#### [What the task asks]
Pull out every line of the records below that contains the string "path", copying each such line in full. Treat uppercase and lowercase as different.

Excerpts from segmentation records
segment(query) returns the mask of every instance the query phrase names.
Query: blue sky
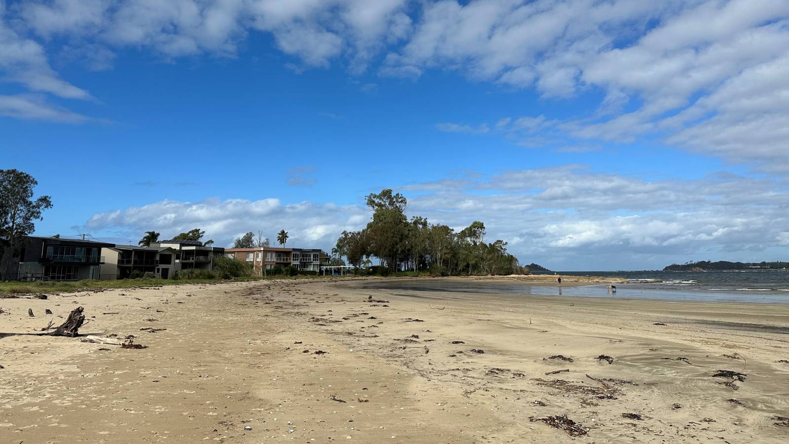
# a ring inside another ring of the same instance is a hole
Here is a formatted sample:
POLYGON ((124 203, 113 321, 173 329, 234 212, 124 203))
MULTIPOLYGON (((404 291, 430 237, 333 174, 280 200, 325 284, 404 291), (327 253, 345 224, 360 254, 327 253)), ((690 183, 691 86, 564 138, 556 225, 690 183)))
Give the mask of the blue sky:
POLYGON ((483 220, 559 269, 785 259, 787 17, 735 0, 0 0, 0 168, 52 196, 45 235, 284 228, 328 249, 394 188, 411 214, 483 220))

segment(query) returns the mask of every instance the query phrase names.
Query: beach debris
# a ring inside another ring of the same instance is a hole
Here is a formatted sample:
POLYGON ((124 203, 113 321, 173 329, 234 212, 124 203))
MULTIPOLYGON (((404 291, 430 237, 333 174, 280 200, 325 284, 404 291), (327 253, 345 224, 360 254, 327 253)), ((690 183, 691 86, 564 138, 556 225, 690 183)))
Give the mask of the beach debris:
POLYGON ((588 433, 586 428, 575 421, 567 418, 567 415, 555 415, 546 416, 544 418, 535 418, 529 416, 529 420, 534 423, 537 421, 545 423, 546 424, 559 430, 563 430, 570 436, 583 436, 588 433))
POLYGON ((712 374, 712 378, 731 378, 731 381, 718 383, 723 384, 724 386, 735 390, 739 389, 739 386, 738 386, 736 382, 744 382, 746 376, 747 376, 746 374, 735 371, 733 370, 719 370, 712 374))
POLYGON ((719 370, 712 374, 712 378, 731 378, 740 382, 744 382, 746 376, 748 375, 734 370, 719 370))
POLYGON ((789 418, 786 416, 773 416, 772 420, 778 421, 777 423, 773 423, 776 426, 789 427, 789 418))
POLYGON ((77 337, 79 334, 78 330, 80 327, 85 322, 85 315, 82 314, 84 310, 82 307, 77 307, 74 310, 72 310, 65 322, 50 334, 53 336, 77 337))
POLYGON ((148 345, 143 345, 142 344, 134 344, 132 341, 132 340, 129 339, 128 343, 121 345, 121 348, 134 348, 139 350, 140 348, 148 348, 148 345))
POLYGON ((597 360, 598 361, 607 361, 609 364, 614 363, 614 358, 611 358, 611 356, 609 356, 608 355, 600 355, 600 356, 597 356, 597 360))
POLYGON ((674 361, 682 361, 683 363, 686 363, 688 365, 693 365, 692 363, 690 363, 690 361, 688 360, 687 358, 683 358, 682 356, 680 356, 679 358, 675 358, 675 359, 671 359, 671 358, 660 358, 660 359, 661 359, 674 360, 674 361))
MULTIPOLYGON (((574 363, 575 362, 575 360, 573 359, 572 358, 568 358, 567 356, 563 356, 562 355, 554 355, 552 356, 548 356, 547 359, 558 359, 558 360, 560 360, 560 361, 567 361, 568 363, 574 363)), ((544 361, 545 359, 546 359, 546 358, 543 358, 544 361)))
MULTIPOLYGON (((586 376, 594 379, 588 374, 586 376)), ((596 381, 596 379, 595 380, 596 381)), ((605 382, 601 382, 605 389, 600 389, 596 387, 585 386, 583 383, 574 383, 564 379, 552 379, 551 381, 546 381, 545 379, 537 378, 533 379, 533 381, 537 382, 538 386, 556 389, 565 393, 592 396, 597 399, 618 399, 614 395, 619 394, 621 393, 619 389, 608 386, 605 382)))

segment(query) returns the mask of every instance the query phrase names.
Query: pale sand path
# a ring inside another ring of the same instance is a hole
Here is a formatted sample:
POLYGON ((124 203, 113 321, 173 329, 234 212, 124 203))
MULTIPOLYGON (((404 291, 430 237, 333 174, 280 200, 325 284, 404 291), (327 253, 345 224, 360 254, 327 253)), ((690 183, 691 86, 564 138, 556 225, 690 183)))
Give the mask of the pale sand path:
POLYGON ((0 299, 11 311, 0 314, 0 443, 570 442, 529 420, 564 413, 591 427, 574 438, 580 442, 789 437, 789 427, 771 419, 789 416, 789 364, 776 362, 789 359, 789 306, 392 295, 364 284, 221 284, 0 299), (370 295, 389 302, 368 303, 370 295), (84 333, 134 334, 150 347, 6 336, 45 325, 51 317, 44 308, 65 316, 78 305, 96 317, 84 333), (28 307, 36 318, 28 318, 28 307), (139 331, 148 326, 167 329, 139 331), (745 361, 721 356, 736 353, 745 361), (558 354, 574 362, 543 359, 558 354), (594 359, 600 354, 614 363, 594 359), (711 377, 719 368, 747 378, 734 390, 711 377), (563 369, 570 371, 544 374, 563 369), (615 391, 604 392, 587 374, 638 386, 608 382, 615 391), (571 386, 551 386, 555 380, 571 386), (596 397, 603 393, 617 399, 596 397))

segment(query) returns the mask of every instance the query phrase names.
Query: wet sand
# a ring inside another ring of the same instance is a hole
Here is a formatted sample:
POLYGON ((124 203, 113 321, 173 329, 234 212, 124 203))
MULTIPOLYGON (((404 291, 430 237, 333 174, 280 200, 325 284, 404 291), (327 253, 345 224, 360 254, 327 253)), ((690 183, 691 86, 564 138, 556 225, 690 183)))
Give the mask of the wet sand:
POLYGON ((789 363, 778 362, 789 360, 789 306, 366 287, 374 283, 0 299, 10 312, 0 314, 0 442, 789 436, 789 422, 774 419, 789 416, 789 363), (80 333, 132 334, 148 348, 29 334, 79 306, 91 320, 80 333), (166 329, 140 330, 147 327, 166 329), (549 358, 558 355, 572 361, 549 358), (717 370, 741 372, 745 381, 712 377, 717 370), (529 420, 555 415, 586 435, 529 420))

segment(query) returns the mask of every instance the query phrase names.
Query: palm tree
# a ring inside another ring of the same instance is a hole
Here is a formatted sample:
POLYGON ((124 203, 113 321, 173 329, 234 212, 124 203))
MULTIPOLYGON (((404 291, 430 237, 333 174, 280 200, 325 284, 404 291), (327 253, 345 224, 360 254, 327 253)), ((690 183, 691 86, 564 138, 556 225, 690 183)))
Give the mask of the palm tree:
POLYGON ((140 246, 151 246, 151 243, 159 242, 159 234, 156 231, 145 231, 145 235, 143 236, 143 239, 140 239, 137 245, 140 246))
POLYGON ((277 234, 277 242, 279 243, 279 245, 285 246, 285 243, 286 243, 287 241, 288 241, 288 232, 286 231, 285 230, 280 230, 279 232, 277 234))

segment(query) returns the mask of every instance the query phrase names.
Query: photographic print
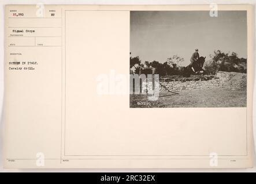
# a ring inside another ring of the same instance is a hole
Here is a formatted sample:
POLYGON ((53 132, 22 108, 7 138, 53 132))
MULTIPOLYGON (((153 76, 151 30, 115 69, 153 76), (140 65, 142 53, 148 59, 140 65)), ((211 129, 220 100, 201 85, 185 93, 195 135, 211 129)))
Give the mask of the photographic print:
POLYGON ((246 106, 246 11, 130 13, 130 108, 246 106))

#### [Answer]
Query: pale sand path
Give the mask of the pale sand path:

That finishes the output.